[Excerpts from a point labeling dataset]
»»

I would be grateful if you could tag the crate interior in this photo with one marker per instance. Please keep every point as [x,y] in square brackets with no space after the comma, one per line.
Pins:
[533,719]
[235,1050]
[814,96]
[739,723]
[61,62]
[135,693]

««
»»

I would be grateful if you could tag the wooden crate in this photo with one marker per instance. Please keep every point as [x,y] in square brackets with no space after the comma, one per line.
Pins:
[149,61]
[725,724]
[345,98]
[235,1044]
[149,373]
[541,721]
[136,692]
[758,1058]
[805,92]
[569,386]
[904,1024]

««

- [WHAT NEEDS TO BE DONE]
Count the lines of the rows above that contain the word "this", treating uppercase and lowercase as different. Reply with the number alone.

- [TASK RESPONSE]
2